* _ESTRATTO DELLA PAGINA_:
***

Sembra che con l’incalzare di notizie, dichiarazioni e numeri che sostengono teorie in opposizione, il senno di molti si appresti a trasferirsi sulla luna. Le mascherine, grande presidio antivirus, no, servono a poco; lavarsi le mani spesso e fare molta schiuma, attenzione così facendo si distrugge la flora batterica che ci protegge; starsene ad almeno un metro di distanza dagli altri, ma uno sternuto arriva a molti più metri; assumere integratori che aiutano le difese immunitarie, attenzione possono sostenere il virus; c’è già un vaccino, repentinamente confezionato, ma si segnalano casi di pesante allergia.
Scienziati contro così come politici e governanti; e megadirettori e direttorini che colgono l’occasione per non dire niente davanti ai microfoni della televisione. Acronimi e sigle allineati in frasi senza affabilità che appaiono intimidazioni cattedratiche imperscrutabili da chiunque. Ogni giorno spuntano nomi sconosciuti che sono ai vertici della Sanità nazionale, tantissimi vertici che non hanno il desiderio di raggiungere accordi e lasciano nella familiare immobile indeterminatezza governo e chi deve dire sì o no. E l’Italia è la prima nazione al mondo nel rapporto morti Covid/abitanti, afferma la Johns Hopkins considerata la prima “università di ricerca” degli States. Con questo grande primato il tergiversare che ci ha tenuto trepidanti si è coagulato in un Natale e Capodanno di solitudine domiciliare: si potranno ospitare solo due persone adulte. Nel mio caso farò sedere a tavola mia figlia e mio genero, mio nipote rimarrà a guardarci dalla finestra; gli potremo passare piatti asportati. Forse questa perfidia è necessaria. Mah, mi sembra che sia stata presa la decisione adottata da settimane in alcuni bar da me frequentati: “chiuremu tutti cosi”.

***

Voci salvate:
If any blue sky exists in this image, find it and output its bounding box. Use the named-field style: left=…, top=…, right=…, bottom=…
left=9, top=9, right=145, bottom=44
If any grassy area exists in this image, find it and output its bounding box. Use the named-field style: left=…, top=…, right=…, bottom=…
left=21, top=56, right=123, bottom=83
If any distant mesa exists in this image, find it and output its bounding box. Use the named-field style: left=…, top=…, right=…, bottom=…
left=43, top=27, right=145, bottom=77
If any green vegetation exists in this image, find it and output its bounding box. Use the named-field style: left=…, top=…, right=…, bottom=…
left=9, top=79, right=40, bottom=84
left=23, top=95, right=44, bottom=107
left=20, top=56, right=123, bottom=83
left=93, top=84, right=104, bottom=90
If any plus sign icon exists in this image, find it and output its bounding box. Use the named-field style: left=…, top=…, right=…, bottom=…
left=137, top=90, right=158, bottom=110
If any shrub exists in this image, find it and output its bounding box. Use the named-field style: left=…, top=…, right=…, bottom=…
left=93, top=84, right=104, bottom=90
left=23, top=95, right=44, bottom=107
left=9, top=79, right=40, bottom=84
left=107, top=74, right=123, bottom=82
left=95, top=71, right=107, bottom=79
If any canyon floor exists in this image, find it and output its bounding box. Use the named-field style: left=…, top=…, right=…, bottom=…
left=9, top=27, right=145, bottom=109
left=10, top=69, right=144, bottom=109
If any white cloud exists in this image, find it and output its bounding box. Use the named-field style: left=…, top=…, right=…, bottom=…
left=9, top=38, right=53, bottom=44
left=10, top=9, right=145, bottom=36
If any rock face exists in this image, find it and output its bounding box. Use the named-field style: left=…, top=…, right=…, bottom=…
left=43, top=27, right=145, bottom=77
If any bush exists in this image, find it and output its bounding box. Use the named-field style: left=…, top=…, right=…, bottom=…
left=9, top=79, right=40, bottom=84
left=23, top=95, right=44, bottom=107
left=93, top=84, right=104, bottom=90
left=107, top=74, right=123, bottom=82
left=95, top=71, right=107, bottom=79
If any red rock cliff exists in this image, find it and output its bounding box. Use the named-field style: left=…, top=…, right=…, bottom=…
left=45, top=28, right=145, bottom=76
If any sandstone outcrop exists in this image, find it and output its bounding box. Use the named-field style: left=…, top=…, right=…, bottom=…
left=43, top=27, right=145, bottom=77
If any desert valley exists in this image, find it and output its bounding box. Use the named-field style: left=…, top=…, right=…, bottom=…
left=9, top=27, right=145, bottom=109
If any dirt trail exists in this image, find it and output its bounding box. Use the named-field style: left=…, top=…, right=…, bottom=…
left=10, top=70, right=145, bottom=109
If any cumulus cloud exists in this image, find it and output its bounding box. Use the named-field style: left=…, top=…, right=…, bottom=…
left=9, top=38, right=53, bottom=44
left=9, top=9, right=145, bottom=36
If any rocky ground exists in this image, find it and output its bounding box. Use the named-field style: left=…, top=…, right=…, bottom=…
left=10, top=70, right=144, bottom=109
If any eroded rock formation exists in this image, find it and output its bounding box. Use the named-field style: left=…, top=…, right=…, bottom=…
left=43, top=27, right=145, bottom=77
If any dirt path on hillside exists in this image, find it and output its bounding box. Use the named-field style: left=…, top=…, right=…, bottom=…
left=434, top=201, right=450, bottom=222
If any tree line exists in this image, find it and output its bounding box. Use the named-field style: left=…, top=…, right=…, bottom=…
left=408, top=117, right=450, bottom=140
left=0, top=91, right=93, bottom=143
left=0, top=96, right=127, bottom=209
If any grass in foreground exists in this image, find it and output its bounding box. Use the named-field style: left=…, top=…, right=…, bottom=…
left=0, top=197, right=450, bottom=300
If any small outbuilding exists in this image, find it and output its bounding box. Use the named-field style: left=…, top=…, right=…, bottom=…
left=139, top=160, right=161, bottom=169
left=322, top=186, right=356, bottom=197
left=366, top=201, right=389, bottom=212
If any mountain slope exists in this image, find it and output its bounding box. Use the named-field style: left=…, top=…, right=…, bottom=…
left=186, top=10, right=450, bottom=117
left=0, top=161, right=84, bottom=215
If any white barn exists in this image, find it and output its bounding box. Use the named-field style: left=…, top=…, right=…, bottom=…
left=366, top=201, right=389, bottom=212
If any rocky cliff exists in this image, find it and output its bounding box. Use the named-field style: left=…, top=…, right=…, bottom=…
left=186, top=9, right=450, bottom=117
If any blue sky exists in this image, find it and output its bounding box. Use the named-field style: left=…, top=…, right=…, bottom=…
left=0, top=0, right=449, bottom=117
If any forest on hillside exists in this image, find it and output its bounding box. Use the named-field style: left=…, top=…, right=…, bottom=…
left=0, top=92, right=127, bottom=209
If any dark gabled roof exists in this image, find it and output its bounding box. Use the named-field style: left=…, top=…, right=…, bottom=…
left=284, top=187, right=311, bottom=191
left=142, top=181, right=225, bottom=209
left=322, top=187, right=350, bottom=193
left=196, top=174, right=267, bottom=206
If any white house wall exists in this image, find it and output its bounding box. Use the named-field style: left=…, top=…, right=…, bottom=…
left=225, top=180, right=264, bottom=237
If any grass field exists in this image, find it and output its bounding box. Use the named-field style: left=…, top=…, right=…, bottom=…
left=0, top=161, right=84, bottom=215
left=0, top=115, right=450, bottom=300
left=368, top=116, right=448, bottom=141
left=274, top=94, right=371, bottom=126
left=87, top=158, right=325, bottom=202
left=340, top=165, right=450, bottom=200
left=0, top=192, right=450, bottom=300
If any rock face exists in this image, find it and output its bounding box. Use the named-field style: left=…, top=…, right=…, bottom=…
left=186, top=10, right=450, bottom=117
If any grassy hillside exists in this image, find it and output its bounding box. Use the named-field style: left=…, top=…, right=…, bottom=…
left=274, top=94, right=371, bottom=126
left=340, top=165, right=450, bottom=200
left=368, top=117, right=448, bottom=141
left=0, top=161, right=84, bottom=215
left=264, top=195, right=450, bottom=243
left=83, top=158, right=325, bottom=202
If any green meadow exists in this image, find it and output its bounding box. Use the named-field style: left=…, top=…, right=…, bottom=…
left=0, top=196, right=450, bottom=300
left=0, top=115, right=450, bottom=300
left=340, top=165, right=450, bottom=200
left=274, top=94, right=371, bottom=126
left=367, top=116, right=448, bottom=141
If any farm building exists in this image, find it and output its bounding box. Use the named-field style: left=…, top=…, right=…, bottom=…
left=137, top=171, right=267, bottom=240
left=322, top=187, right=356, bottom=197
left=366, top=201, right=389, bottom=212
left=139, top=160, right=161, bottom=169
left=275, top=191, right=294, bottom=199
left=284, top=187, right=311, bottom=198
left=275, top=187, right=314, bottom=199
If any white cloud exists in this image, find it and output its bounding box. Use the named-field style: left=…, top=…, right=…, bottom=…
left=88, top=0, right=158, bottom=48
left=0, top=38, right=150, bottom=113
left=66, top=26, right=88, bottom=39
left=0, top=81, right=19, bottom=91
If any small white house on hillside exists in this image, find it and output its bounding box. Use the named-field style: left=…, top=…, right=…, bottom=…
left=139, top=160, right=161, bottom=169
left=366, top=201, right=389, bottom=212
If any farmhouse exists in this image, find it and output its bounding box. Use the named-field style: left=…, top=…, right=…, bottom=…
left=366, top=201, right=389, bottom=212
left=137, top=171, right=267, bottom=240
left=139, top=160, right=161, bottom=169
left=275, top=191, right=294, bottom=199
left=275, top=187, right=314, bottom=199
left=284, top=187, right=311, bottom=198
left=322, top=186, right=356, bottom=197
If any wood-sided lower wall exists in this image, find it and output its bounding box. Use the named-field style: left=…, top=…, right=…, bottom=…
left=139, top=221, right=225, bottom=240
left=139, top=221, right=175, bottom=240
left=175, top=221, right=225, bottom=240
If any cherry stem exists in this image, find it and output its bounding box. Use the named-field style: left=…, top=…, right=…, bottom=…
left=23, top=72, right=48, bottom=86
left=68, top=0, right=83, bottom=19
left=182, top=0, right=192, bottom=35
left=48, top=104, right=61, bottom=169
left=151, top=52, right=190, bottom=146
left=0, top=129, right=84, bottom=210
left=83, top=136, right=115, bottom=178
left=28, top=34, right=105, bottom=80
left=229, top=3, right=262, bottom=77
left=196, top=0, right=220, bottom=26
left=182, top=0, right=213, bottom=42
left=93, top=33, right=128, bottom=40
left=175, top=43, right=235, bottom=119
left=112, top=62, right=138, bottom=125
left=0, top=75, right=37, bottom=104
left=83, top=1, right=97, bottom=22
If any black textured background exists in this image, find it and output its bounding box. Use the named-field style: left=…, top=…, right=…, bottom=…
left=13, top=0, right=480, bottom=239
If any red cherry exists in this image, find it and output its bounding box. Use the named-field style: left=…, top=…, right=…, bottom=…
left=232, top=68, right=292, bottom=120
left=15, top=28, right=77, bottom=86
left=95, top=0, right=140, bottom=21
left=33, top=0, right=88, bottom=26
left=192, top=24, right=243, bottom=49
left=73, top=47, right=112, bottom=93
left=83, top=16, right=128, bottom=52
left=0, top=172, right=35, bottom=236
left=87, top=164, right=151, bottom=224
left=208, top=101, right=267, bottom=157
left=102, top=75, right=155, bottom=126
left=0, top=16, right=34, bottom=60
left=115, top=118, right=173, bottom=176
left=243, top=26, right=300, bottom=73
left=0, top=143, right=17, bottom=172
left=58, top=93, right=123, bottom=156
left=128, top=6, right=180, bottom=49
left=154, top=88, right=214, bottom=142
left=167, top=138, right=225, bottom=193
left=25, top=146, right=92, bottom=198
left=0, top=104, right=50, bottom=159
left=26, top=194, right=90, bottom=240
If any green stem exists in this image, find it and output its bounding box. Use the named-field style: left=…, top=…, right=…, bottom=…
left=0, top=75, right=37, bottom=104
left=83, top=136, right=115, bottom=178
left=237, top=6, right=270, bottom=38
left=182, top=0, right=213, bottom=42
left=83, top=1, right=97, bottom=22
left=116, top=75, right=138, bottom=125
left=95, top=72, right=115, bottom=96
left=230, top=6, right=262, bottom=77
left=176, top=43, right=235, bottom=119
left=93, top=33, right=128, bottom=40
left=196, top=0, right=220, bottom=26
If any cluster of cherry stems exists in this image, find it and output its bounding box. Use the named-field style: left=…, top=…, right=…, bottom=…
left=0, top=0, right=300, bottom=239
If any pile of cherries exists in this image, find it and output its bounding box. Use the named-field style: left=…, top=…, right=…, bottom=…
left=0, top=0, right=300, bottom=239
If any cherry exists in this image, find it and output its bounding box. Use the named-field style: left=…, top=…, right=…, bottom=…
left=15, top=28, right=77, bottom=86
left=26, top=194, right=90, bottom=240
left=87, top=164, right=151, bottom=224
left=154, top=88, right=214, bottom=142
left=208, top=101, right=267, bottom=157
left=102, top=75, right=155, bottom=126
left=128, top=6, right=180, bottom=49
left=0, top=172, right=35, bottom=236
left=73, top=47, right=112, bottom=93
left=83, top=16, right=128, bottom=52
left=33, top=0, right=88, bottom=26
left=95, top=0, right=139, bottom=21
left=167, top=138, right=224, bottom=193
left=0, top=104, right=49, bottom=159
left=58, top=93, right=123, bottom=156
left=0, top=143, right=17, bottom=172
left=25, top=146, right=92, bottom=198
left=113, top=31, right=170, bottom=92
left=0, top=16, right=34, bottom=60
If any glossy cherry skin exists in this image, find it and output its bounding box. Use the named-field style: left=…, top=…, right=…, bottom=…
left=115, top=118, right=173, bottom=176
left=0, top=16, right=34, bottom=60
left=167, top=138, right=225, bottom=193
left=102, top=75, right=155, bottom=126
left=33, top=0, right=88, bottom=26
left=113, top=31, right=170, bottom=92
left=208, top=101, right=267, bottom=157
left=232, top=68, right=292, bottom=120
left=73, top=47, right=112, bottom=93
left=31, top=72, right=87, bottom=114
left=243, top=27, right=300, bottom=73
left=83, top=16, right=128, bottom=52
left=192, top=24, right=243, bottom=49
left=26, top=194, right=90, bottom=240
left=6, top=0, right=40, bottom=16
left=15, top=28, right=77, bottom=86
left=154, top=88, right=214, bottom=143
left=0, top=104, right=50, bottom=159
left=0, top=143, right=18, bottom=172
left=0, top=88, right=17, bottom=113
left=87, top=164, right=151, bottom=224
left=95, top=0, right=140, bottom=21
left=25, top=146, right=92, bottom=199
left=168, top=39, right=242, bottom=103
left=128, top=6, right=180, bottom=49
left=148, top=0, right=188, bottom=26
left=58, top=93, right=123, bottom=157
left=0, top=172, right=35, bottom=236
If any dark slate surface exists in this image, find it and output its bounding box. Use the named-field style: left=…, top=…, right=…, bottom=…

***

* _COMPITI RICHIESTI_:
**1.** Elenca tutte le misure contro il virus che il primo paragrafo dell'estratto presenta e subito dopo mette in dubbio.
**2.** Stampa il tratto dell'estratto che va da "Sembra che con" fino a "di pesante allergia.".

* _RISULTATI DEI COMPITI_:
**1.**
- Le mascherine
- Lavarsi le mani spesso e fare molta schiuma
- Stare ad almeno un metro di distanza dagli altri
- Assumere integratori che aiutano le difese immunitarie
- Il vaccino

**2.**
Sembra che con l’incalzare di notizie, dichiarazioni e numeri che sostengono teorie in opposizione, il senno di molti si appresti a trasferirsi sulla luna. Le mascherine, grande presidio antivirus, no, servono a poco; lavarsi le mani spesso e fare molta schiuma, attenzione così facendo si distrugge la flora batterica che ci protegge; starsene ad almeno un metro di distanza dagli altri, ma uno sternuto arriva a molti più metri; assumere integratori che aiutano le difese immunitarie, attenzione possono sostenere il virus; c’è già un vaccino, repentinamente confezionato, ma si segnalano casi di pesante allergia.